(Entries from a pointing dataset)
::::
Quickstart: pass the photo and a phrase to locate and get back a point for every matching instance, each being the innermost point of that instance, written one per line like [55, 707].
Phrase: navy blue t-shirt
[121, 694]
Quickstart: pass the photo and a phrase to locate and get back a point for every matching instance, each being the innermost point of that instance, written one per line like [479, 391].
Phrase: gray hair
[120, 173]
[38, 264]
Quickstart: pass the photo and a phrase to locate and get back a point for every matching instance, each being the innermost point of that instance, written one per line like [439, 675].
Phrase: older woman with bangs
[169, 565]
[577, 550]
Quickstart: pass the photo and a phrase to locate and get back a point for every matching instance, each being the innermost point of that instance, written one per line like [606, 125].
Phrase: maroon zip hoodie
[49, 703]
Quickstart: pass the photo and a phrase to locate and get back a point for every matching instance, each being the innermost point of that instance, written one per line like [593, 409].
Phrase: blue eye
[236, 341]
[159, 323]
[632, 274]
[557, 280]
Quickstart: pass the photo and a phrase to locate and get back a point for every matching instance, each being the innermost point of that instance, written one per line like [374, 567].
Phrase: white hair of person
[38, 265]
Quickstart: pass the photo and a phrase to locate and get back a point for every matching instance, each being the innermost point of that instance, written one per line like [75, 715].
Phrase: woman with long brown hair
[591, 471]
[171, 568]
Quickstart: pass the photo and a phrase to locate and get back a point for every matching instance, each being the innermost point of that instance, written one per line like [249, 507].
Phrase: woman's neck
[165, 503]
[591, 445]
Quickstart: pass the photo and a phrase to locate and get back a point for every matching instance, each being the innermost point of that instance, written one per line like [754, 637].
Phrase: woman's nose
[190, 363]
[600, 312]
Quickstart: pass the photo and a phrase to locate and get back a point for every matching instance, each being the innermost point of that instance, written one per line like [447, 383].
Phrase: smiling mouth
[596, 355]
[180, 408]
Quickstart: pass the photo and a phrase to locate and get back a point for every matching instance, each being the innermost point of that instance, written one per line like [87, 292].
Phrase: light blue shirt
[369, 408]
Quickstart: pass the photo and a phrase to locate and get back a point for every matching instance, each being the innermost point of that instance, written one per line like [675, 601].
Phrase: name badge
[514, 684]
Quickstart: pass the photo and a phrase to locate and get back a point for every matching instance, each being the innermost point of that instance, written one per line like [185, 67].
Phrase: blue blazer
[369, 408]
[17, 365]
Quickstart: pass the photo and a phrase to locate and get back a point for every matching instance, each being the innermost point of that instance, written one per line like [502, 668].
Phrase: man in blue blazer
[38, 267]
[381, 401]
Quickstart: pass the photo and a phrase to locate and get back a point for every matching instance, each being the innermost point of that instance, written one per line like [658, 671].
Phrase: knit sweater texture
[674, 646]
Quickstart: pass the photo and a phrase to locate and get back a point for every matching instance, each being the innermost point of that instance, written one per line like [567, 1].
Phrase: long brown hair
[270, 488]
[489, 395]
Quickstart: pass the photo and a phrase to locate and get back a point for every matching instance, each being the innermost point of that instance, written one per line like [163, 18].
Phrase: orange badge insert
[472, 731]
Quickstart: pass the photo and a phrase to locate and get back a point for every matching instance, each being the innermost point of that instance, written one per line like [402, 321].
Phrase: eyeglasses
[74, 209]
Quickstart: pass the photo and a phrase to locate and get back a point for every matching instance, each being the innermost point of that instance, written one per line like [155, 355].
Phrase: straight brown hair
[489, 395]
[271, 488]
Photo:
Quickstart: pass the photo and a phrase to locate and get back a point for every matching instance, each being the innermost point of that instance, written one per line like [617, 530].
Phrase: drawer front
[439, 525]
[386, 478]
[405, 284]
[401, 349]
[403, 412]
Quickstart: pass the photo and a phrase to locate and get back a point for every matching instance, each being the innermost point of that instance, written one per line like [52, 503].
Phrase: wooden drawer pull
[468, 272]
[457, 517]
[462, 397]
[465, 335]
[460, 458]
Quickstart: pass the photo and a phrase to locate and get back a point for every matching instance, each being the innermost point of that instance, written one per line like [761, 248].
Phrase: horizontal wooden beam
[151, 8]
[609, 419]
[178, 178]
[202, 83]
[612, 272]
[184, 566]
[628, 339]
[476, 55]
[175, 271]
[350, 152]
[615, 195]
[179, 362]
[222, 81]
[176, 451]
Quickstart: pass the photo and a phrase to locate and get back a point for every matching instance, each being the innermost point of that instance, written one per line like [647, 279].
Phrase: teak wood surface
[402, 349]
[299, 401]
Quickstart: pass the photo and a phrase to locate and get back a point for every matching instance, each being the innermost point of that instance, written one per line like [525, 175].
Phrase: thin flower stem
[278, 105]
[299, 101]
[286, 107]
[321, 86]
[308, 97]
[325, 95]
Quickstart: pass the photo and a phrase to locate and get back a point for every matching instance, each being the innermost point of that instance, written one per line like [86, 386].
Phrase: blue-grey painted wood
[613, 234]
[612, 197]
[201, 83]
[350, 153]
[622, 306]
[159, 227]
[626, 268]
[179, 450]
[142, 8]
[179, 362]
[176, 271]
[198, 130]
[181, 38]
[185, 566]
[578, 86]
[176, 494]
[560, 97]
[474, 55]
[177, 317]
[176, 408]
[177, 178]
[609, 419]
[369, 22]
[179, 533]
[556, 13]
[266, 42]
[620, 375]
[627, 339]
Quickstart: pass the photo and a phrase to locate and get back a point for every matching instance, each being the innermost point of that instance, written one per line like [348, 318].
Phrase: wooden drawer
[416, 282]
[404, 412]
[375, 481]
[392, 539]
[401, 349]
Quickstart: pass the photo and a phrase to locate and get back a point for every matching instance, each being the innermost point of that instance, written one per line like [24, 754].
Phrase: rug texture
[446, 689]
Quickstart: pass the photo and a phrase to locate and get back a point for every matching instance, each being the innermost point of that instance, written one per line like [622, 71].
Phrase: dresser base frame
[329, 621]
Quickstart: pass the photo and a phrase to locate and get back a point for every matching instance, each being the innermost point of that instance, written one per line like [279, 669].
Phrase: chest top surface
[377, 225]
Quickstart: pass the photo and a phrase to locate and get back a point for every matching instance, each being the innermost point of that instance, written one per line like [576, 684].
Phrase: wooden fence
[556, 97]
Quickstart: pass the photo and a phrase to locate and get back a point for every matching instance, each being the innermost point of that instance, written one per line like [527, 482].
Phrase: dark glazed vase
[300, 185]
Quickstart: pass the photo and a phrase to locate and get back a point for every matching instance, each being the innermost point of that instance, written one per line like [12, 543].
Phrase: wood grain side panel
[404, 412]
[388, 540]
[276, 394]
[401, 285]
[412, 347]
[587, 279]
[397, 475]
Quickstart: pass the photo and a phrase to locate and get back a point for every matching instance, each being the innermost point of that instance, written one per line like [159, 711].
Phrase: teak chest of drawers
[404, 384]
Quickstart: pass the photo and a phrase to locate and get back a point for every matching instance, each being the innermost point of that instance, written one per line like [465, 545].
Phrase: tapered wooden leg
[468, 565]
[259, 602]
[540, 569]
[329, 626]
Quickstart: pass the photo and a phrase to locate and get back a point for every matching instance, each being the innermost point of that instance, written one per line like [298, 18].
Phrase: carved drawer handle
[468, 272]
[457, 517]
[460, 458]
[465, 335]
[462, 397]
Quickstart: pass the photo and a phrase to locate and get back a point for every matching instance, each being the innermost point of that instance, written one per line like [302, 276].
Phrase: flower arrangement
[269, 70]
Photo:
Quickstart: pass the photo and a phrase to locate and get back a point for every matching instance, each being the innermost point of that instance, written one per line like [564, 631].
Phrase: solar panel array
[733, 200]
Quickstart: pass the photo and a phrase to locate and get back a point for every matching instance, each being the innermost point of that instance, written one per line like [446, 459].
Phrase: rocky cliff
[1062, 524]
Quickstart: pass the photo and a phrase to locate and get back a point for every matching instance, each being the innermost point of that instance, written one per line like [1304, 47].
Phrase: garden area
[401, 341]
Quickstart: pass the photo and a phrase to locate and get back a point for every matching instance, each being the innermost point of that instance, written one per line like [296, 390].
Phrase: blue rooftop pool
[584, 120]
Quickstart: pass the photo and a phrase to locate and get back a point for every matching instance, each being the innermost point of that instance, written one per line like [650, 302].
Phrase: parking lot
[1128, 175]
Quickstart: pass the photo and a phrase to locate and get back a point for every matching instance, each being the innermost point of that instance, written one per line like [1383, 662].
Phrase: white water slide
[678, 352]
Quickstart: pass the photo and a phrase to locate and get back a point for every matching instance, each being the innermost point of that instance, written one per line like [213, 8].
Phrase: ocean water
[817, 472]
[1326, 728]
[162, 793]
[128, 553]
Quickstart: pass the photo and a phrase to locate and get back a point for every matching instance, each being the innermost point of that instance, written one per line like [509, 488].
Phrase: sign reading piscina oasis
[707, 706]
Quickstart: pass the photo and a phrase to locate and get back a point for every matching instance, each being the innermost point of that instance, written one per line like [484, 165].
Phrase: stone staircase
::::
» Description of the task:
Only the lines from the one that contains "like [1383, 662]." to the end of the entries above should be given again, exactly and in full.

» Result for this task:
Quickstart: pass the photo and a phrase to locate and get back a point for every matching instance, each being the innermost point of that instance, written one per line like [1383, 662].
Phrase: white water slide
[678, 352]
Quickstart: pass the photo and a phrase to locate and get back a point for every matching instance, each being the innermost point of that instance, written one per line like [213, 8].
Phrase: ocean water
[817, 472]
[1326, 728]
[162, 793]
[128, 553]
Quickstart: pass the photo and a phrase to locate and get back a point for every matching instance, each being the innermost point of that instance, written one per line like [509, 488].
Phrase: sign reading piscina oasis
[707, 706]
Quickstart: pass the photo and a phrase to locate and get back a point for every matching instance, each being the innermost point of that instance, written one per line like [484, 165].
Phrase: stone staircase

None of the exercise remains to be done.